*Extract to read:*
=== Section Start ===
Here we go for another big project: I own a chinese made 250x550 lathe for about 4 years, but there where some points that upset me from the beginning, and now I found the courage to do something, to make it a better lathe.

Thats the lathe in its shape bevor the disassembly:

Overall a nice little lathe, a bit chinese, but ok for the money.

A few contact patterns:

Tailstock to bed:

Hmmm..

Crossslide

Uhm...

Topslide

Maybe...

Headstock to bed:

There is a hint of blue on the left...

Bedslide to bed:


Ok, there is a lot of work coming towards me...

Dirt of four years working on that lathe:


This will be a lathe again, some day...


Some parts could be cleaned and primed right away, after I have cleaned em with a pressure washer in a nearby car wash:


Here we go with the Topslide, measuring the thickness from the lower sliding way to the surface which will hold the toolholder, numbers are in 1/100mm:


I put the topslide in the milling vice and machined that surface over. I also cut a relief on the boss, which will make scraping the surface easier:


For the gib, I drilled a few more holes:


The top surface was scaped afterwards. For touching of, i made a ring-type micro-surfaceplate:


Finished:


Then, the topslide was fliped over and pockets where machined in the lower sliding surfaces. They will be filled with moglice, a special epoxy resin thats used for guideways and sliding surfaces.

With the moglice, I can use my surface plate as a reference to cast from. Only thing thats left to do before casting, is to adjust the height of the remaining material on the slideway. It is done with a file.

After a bit filling i get that measurements, this time in 1/1000 of a mm:


The Pockets are filled with the resin, a release agent is applied to the surface plate, and the top slide is put on the surface plate. I mixed a bit to much of the moglice and it squeezes out on the side, but thats no big deal.


The moglice takes 24hours to cure, after that time the part can be released with a blow from a softfaced mallet, and we get that: A perfect even sliding surface with excellent properties:

The "burr" will be filed of.
=== Section End ===
*Raw data:*
=== Section Start ===
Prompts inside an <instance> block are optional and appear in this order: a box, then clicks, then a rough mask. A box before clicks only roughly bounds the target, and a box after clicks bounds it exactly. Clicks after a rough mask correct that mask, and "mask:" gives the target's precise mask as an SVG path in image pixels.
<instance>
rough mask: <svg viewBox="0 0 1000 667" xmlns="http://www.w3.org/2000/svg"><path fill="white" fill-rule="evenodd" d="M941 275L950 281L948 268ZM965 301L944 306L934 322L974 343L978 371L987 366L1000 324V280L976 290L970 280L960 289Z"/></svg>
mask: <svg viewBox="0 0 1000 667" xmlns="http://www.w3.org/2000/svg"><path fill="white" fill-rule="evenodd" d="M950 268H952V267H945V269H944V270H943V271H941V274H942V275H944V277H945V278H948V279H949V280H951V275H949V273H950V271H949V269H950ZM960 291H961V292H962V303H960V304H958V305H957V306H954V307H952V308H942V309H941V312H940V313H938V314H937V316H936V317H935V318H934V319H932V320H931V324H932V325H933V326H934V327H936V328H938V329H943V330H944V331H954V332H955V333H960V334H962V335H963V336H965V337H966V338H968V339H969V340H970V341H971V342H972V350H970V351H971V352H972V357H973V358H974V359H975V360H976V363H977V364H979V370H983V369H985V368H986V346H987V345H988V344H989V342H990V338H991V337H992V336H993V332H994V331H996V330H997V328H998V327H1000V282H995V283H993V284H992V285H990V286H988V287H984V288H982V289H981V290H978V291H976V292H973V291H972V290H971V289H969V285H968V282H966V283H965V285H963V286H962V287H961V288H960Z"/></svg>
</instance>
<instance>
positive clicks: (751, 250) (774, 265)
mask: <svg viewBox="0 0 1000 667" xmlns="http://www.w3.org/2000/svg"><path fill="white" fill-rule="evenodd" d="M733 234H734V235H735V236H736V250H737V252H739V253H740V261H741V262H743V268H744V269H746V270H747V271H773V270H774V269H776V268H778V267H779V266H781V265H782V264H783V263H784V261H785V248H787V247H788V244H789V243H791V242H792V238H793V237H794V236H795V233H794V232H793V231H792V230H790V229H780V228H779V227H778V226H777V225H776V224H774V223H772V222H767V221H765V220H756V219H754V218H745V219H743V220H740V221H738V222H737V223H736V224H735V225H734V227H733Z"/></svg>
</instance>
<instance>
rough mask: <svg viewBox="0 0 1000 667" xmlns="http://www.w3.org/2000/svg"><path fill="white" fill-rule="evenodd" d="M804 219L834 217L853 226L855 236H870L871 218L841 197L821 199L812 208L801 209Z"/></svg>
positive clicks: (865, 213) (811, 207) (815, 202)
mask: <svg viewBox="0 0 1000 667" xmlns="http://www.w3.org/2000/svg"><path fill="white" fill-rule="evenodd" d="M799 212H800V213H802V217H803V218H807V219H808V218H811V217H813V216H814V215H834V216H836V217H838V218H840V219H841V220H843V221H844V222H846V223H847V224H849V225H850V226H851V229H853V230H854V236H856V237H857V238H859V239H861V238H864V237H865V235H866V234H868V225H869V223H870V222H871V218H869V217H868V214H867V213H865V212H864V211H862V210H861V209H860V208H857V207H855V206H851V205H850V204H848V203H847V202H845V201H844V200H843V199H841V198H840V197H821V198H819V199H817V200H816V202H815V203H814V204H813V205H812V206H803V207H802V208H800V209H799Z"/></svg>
=== Section End ===
*Activity:* Please answer from the lathe text: how long does the moglice take to cure? The rows above aren't needed here.

*Answer to the exercise:* 24 hours.